----- LISTED RECORDS
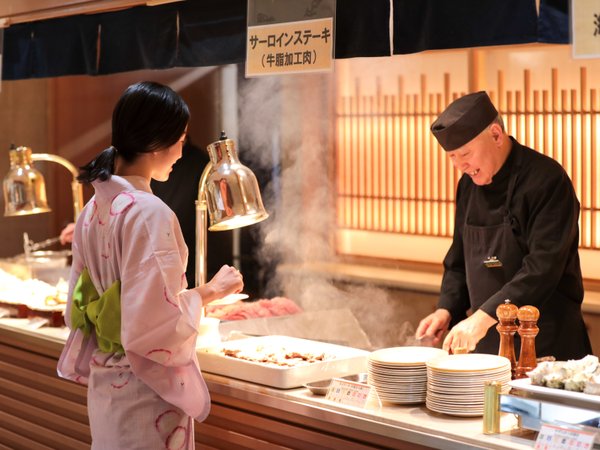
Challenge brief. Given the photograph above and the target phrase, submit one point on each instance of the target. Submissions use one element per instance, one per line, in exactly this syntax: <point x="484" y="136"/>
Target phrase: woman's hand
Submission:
<point x="66" y="235"/>
<point x="433" y="327"/>
<point x="228" y="280"/>
<point x="467" y="333"/>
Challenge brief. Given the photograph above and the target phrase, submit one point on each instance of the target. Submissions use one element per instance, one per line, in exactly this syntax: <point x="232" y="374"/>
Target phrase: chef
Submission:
<point x="515" y="237"/>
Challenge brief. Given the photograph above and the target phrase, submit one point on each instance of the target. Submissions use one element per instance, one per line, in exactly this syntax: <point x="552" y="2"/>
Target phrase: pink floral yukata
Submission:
<point x="148" y="397"/>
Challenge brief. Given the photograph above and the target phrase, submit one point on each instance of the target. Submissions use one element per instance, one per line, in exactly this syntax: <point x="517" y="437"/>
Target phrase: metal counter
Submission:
<point x="310" y="421"/>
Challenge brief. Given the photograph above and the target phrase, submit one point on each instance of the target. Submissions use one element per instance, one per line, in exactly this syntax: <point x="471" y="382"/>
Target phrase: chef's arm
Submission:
<point x="552" y="239"/>
<point x="454" y="294"/>
<point x="467" y="333"/>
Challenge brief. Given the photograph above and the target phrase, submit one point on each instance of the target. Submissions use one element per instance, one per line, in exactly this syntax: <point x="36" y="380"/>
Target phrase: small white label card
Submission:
<point x="349" y="393"/>
<point x="35" y="323"/>
<point x="552" y="437"/>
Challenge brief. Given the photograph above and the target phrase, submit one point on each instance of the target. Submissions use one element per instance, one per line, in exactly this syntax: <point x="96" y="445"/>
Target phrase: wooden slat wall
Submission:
<point x="392" y="175"/>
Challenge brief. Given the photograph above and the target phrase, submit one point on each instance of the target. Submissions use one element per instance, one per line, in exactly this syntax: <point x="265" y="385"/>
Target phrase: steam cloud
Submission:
<point x="285" y="122"/>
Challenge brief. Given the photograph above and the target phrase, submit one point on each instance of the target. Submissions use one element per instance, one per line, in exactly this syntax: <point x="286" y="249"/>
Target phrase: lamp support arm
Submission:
<point x="76" y="188"/>
<point x="202" y="227"/>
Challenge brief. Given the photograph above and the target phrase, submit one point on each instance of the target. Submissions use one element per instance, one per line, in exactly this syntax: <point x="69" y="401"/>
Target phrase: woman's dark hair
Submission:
<point x="149" y="116"/>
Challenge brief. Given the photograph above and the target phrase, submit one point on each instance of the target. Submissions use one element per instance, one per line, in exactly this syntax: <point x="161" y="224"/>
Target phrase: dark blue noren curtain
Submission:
<point x="212" y="32"/>
<point x="554" y="23"/>
<point x="438" y="24"/>
<point x="50" y="48"/>
<point x="137" y="38"/>
<point x="362" y="28"/>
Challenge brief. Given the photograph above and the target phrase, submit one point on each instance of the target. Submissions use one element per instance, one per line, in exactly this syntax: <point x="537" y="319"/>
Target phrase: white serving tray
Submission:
<point x="345" y="361"/>
<point x="525" y="385"/>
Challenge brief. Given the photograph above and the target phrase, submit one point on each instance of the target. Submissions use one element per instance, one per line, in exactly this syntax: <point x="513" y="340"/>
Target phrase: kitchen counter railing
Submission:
<point x="39" y="410"/>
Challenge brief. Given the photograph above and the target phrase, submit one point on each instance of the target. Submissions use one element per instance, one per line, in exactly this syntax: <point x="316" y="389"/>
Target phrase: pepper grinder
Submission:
<point x="528" y="330"/>
<point x="507" y="327"/>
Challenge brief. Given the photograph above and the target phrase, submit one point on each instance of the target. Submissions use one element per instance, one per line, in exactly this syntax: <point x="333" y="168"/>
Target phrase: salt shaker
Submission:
<point x="507" y="327"/>
<point x="528" y="330"/>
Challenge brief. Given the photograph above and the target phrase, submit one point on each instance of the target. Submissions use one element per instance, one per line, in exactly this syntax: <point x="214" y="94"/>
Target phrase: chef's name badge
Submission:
<point x="349" y="393"/>
<point x="492" y="261"/>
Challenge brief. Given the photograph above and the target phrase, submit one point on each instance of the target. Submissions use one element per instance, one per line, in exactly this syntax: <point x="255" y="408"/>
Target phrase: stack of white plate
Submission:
<point x="455" y="383"/>
<point x="399" y="374"/>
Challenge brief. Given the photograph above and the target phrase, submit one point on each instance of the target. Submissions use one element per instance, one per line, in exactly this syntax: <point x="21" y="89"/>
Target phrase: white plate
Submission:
<point x="525" y="385"/>
<point x="405" y="355"/>
<point x="469" y="362"/>
<point x="228" y="299"/>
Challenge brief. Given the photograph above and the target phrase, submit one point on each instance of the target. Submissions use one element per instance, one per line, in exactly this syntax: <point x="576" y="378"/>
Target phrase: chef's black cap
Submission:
<point x="463" y="120"/>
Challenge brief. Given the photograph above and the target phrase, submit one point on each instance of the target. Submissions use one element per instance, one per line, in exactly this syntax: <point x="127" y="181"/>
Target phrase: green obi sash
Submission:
<point x="103" y="312"/>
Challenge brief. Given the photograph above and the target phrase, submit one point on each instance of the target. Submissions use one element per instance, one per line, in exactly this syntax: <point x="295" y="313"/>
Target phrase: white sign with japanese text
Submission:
<point x="290" y="47"/>
<point x="585" y="16"/>
<point x="553" y="437"/>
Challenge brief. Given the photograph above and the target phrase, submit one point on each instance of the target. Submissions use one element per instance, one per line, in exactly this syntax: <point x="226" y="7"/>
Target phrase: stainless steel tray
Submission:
<point x="342" y="361"/>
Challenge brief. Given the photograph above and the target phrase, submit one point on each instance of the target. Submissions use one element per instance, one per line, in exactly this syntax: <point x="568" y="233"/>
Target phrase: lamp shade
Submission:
<point x="24" y="186"/>
<point x="232" y="195"/>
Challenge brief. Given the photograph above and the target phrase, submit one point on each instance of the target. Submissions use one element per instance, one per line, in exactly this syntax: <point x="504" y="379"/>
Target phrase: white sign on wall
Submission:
<point x="585" y="26"/>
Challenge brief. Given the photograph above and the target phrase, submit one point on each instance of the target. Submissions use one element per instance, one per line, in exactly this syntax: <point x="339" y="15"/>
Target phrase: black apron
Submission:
<point x="492" y="257"/>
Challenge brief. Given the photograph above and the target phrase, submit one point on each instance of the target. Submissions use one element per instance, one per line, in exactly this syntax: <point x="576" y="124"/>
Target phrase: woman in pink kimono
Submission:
<point x="133" y="322"/>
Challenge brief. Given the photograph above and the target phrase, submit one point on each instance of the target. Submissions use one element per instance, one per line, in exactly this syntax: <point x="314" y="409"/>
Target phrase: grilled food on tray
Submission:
<point x="581" y="375"/>
<point x="279" y="356"/>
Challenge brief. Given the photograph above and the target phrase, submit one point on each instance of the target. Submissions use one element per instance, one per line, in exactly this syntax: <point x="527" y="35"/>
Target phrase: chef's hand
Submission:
<point x="433" y="327"/>
<point x="228" y="280"/>
<point x="66" y="235"/>
<point x="467" y="333"/>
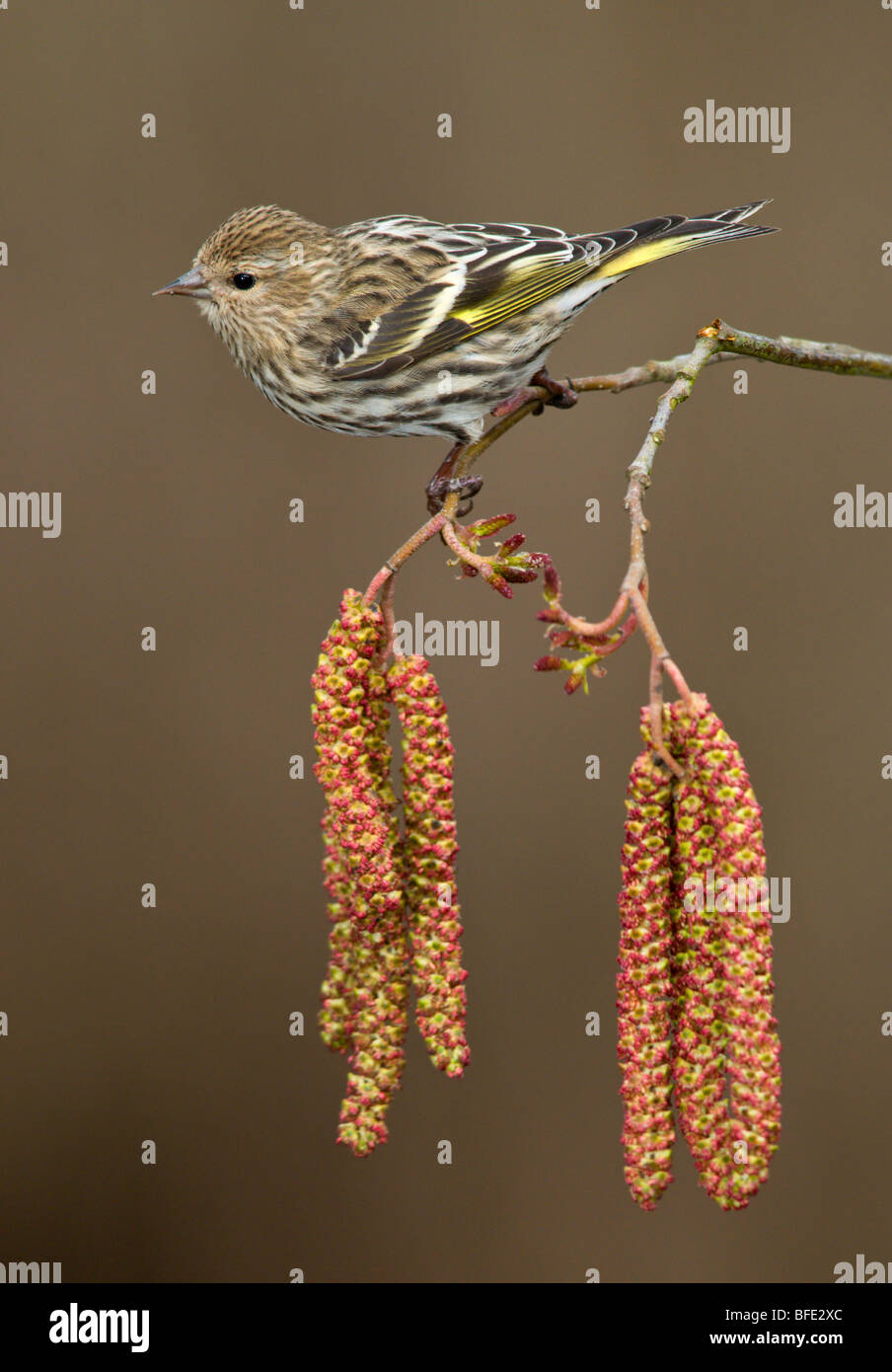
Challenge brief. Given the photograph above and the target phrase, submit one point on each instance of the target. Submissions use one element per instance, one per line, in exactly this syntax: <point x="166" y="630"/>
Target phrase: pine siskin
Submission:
<point x="401" y="326"/>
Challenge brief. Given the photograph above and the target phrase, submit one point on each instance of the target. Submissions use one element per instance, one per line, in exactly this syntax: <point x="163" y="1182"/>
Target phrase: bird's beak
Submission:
<point x="191" y="283"/>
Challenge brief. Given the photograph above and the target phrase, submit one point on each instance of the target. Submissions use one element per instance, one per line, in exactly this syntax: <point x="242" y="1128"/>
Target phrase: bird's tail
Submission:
<point x="653" y="239"/>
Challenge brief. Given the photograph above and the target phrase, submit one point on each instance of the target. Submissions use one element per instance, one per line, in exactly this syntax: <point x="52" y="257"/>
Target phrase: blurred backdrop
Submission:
<point x="172" y="767"/>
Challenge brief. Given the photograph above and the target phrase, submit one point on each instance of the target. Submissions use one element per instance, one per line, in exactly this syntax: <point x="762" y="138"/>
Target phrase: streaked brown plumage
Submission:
<point x="403" y="326"/>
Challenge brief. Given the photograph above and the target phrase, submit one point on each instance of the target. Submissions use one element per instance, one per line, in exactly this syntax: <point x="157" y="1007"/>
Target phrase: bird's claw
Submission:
<point x="439" y="488"/>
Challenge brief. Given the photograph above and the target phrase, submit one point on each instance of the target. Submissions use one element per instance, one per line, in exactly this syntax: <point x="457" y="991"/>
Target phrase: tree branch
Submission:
<point x="718" y="342"/>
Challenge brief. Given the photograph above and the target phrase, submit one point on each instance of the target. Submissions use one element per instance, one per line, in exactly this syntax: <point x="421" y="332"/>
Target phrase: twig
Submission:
<point x="718" y="342"/>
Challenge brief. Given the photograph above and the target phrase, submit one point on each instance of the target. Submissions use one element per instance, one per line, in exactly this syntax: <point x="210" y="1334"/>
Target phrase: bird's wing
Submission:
<point x="486" y="273"/>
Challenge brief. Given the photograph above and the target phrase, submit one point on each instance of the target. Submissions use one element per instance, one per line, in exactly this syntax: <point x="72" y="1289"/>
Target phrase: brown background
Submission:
<point x="128" y="767"/>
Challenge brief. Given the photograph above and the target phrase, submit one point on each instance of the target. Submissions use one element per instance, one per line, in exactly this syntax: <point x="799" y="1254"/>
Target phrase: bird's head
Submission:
<point x="252" y="274"/>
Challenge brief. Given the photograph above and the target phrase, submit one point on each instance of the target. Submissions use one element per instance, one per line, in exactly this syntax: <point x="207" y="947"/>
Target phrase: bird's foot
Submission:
<point x="516" y="402"/>
<point x="446" y="483"/>
<point x="561" y="394"/>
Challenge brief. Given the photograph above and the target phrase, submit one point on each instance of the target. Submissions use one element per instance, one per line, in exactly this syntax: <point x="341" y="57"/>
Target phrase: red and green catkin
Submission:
<point x="711" y="1027"/>
<point x="643" y="981"/>
<point x="367" y="985"/>
<point x="393" y="908"/>
<point x="430" y="851"/>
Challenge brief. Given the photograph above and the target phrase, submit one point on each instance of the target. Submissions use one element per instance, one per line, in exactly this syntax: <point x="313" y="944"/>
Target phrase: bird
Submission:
<point x="403" y="326"/>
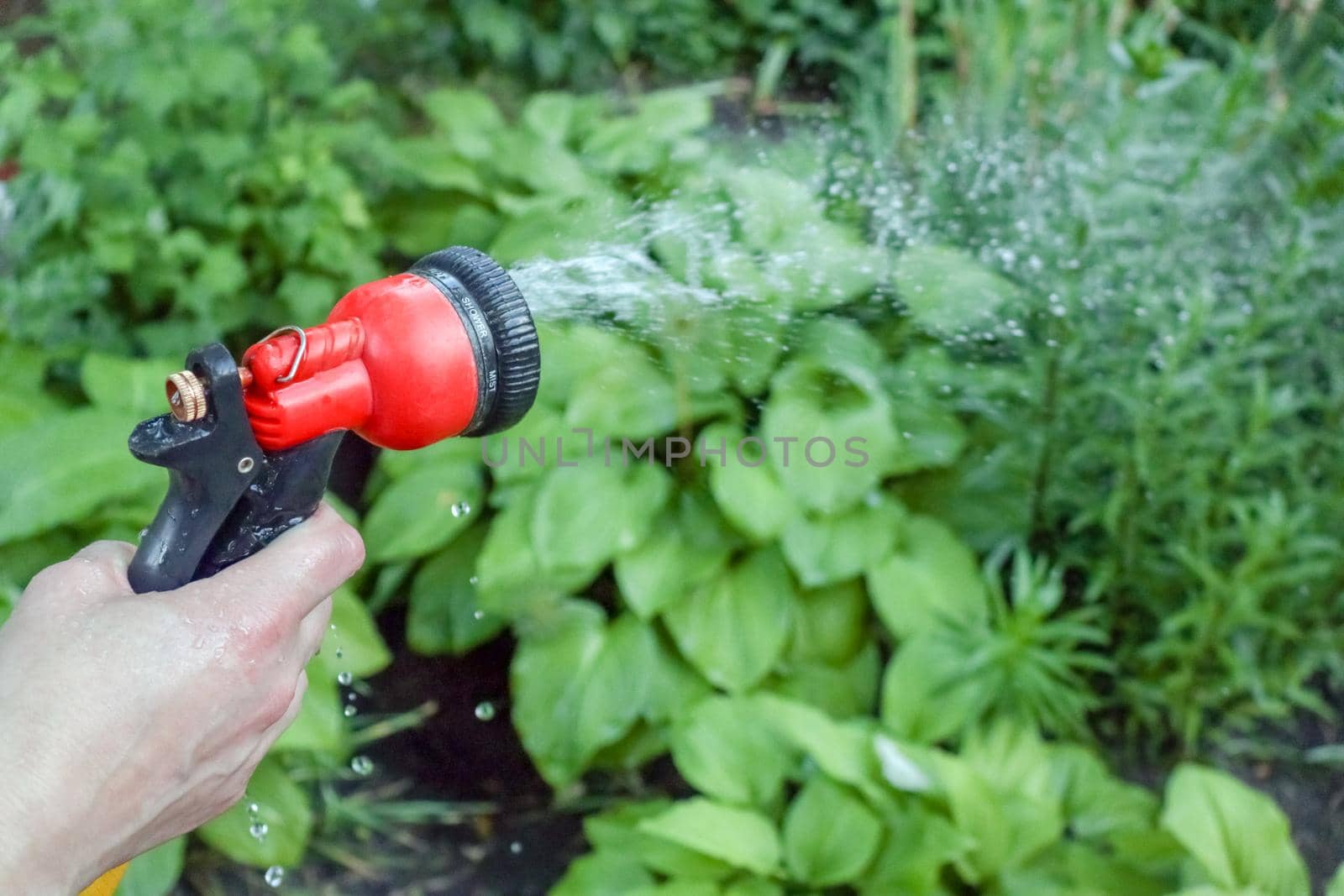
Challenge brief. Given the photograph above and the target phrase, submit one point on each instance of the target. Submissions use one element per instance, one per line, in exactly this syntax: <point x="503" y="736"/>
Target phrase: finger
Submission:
----------
**GIVEN REQUEST**
List each line of the records that contains the string "wall".

**COMPLETE OUTPUT**
Target phrase: wooden slat wall
Target phrase: white sign on wall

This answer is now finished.